> _EXERCISE DIRECTIONS_:
Switch "innermost point" to "center point" everywhere in the material below, and reproduce the lines with all other text unchanged.
(begin)
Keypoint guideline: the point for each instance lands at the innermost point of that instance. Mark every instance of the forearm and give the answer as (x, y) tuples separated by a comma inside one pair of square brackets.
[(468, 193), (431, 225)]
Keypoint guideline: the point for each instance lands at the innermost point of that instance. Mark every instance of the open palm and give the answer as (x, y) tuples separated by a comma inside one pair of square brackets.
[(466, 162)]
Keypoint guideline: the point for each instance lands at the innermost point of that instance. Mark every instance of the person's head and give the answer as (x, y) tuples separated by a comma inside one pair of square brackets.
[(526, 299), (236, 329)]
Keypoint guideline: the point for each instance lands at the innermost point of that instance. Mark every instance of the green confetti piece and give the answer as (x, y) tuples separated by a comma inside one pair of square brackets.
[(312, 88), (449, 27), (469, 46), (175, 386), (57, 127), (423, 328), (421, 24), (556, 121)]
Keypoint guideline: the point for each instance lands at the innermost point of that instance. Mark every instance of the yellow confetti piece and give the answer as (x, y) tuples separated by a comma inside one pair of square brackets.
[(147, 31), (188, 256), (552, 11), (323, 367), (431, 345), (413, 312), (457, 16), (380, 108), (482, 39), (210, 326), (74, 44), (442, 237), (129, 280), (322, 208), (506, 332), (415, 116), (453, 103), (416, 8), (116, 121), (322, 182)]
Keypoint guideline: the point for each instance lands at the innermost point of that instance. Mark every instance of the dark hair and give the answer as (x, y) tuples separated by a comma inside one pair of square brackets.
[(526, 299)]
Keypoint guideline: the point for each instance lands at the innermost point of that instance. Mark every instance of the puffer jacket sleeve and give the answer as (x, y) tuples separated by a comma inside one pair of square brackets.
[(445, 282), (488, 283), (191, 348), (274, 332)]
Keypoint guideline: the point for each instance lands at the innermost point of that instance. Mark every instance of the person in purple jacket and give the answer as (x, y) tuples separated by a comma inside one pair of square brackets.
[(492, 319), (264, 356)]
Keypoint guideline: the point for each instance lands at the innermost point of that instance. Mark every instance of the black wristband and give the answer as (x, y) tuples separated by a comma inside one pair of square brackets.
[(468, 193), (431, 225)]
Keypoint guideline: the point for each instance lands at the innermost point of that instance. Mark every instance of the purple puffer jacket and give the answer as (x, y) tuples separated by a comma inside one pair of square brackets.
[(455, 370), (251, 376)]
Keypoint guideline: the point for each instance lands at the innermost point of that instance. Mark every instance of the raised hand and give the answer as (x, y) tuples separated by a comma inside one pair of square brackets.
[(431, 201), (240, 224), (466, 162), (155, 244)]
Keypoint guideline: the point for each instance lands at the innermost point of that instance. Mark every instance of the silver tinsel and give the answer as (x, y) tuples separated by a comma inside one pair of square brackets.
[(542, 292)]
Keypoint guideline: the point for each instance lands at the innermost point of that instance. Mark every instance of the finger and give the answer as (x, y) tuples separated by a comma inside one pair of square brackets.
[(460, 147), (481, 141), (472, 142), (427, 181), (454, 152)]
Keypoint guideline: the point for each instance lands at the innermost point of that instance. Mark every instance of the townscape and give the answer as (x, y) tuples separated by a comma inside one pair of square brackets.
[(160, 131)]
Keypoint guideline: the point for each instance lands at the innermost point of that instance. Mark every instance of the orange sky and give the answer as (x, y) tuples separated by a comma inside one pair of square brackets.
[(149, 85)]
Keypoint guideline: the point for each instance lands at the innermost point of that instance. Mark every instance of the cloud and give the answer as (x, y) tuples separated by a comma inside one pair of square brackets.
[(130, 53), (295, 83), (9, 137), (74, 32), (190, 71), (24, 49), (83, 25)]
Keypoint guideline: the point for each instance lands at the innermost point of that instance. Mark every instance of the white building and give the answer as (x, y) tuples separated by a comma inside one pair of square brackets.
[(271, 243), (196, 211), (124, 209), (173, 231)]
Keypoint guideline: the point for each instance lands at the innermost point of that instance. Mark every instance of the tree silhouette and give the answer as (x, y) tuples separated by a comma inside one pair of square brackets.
(end)
> _REPLY_:
Keypoint guideline: the point for each instance lands at the center point of that instance. Mark every instance of the forearm and give the answer as (x, y) tuples separated by a comma inside one pair of square brackets.
[(468, 193), (431, 225)]
Keypoint guideline: the point for each instance lands at the center point of that instance. Mark every instance of the open palm and give the answer as (x, y) tuples separated by a comma inside one pair of square brackets.
[(466, 162)]
Keypoint guideline: the point for each instance lands at the center point of that instance. Mark every instance of the person's head and give the answer as (x, y) tuples separated by a comma inside one pair of square brackets.
[(526, 299), (236, 329)]
Keypoint guideline: the point for each instance lands at the center point of that instance. Mark every instance of the green confetti piece and give the answer as (x, y) tuples separated by a comma inside one pair of square brackets.
[(312, 88), (449, 27), (469, 46), (175, 386), (57, 127), (423, 328), (421, 24), (556, 121)]
Keypoint guideline: the point for each instance lands at the center point of that instance. Mark every instance of the yellow confetti piece and give the answer as (x, y) tuples separated by a comma inside one pair of square brackets.
[(147, 31), (188, 256), (552, 11), (323, 367), (431, 345), (413, 312), (457, 16), (380, 108), (482, 39), (210, 326), (74, 44), (442, 237), (129, 280), (322, 208), (506, 332), (415, 116), (453, 103), (416, 8), (116, 121), (322, 182)]
Keypoint guideline: the point for each instance lands at the center point of that instance. Mark every instance of the dark hair and give the answer as (x, y) tuples separated by a comma inside one pair of square brackets.
[(526, 299)]
Keypoint guideline: the point for each instance lands at the center point of that instance. Mark every instance of the puffer jacket sleeve and give the answer as (x, y) tuples separated by a comma inside one pair of square brackets.
[(445, 282), (488, 283), (191, 348), (274, 332)]
Keypoint guideline: the point for each instance lands at the center point of that instance. Mark every instance of the person in purple jacket and give the answer as (x, y) tuples separated by a comma inside one pair of square brackets.
[(492, 319), (264, 356)]
Keypoint guideline: the point for each instance lands at the center point of that instance. Mark every instance of the black wristband and give the answer as (x, y) tuples separated by a comma inside one pair of square brackets.
[(468, 193), (431, 225)]
Keypoint guideline: the point for each instance lands at the center point of that instance. Mark every instance of the purple puffer jacket and give the answer as (x, y) tuples separated by a comma inside one pair of square brackets.
[(455, 370), (251, 376)]
Keypoint guideline: the point for each instance lands at the center point of that instance. Mark every instance of the raised hand and give the answer as (x, y) tuples separated by a comma inside one pair of square brackets.
[(431, 201), (240, 224), (466, 162), (155, 244)]
Keypoint guideline: the point for each instance lands at the center point of that instance. Mark every instance of the silver tinsel and give the answer as (x, y) tuples separated by a comma inside one pair of square brackets.
[(542, 292)]
Keypoint guideline: the point for each instance lands at the center point of that instance. Mark every instance of the finger and give the answer as (x, y) tuples separated by a comma inside one pair of square brackets.
[(460, 147), (481, 141), (472, 142), (427, 181), (454, 152)]
Keypoint guideline: the point for each instance lands at the center point of that instance. Mark every instance of the townscape and give the answer as (x, y) tuples separated by a comma inside one pair of square brackets.
[(160, 131)]
Keypoint guideline: the point for each instance lands at the center point of that instance. Mark every instance of the orange sky and give the answer as (x, y) tuples separated by a comma inside one pair of square brackets.
[(149, 85)]
Keypoint guideline: the point for each instance lands at the center point of that instance. Mark every instance of the cloud and give the answer as (x, y) tuples separated by a comma inside one pair of square brackets.
[(130, 53), (295, 83), (9, 137), (74, 32), (190, 71), (24, 49), (83, 25)]
Keypoint guideline: the point for each instance lands at the center point of that instance. Mark every instance of the white building and give the answer as (x, y) tuples separated by a comma inside one pair of square brackets.
[(271, 243), (196, 211), (124, 209), (173, 231)]
Keypoint guideline: the point for each instance lands at the center point of that instance. Mark every instance of the tree silhouette and give the answer as (x, y) tuples separated by a comma inside one pair of square brackets.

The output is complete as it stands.